▶ **GIVEN DATA**
· · · · · · ·

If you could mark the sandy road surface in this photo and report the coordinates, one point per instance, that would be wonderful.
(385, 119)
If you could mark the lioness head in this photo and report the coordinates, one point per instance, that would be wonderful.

· · · · · · ·

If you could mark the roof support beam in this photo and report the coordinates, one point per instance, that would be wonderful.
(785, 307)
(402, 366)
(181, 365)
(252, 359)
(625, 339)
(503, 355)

· · · · · · ·

▶ **TASK BRIEF**
Your task is to retype the entries verbatim, starting with the line that holds "If you could mark the sandy" and stopping after the line that holds "If you could mark the lioness".

▶ **TASK ANSWER**
If you could mark the sandy road surface in this photo and report the coordinates, one point per instance, that would be wonderful.
(385, 119)
If you could mark the lioness head in this photo and report the coordinates, one point per instance, that would be wonderful.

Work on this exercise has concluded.